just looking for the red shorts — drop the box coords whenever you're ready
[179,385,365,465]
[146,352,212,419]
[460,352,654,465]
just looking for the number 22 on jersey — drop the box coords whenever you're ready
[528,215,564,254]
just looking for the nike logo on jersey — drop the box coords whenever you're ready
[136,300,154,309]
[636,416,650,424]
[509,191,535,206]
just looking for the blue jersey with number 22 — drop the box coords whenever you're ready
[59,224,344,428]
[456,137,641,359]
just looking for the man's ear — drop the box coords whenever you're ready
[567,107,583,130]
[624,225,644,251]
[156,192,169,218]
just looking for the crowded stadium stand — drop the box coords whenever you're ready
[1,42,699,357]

- [Task objective]
Write out the lines above from the one containing "just looking for the man's" through the last, exactly as they are.

- [Exercise response]
just looking for the man's ear — drop the box coords whenever you're ready
[567,107,583,130]
[624,225,644,251]
[156,192,169,218]
just looking for the crowded stadium stand — drop the box coords whenever you're ready
[1,42,699,357]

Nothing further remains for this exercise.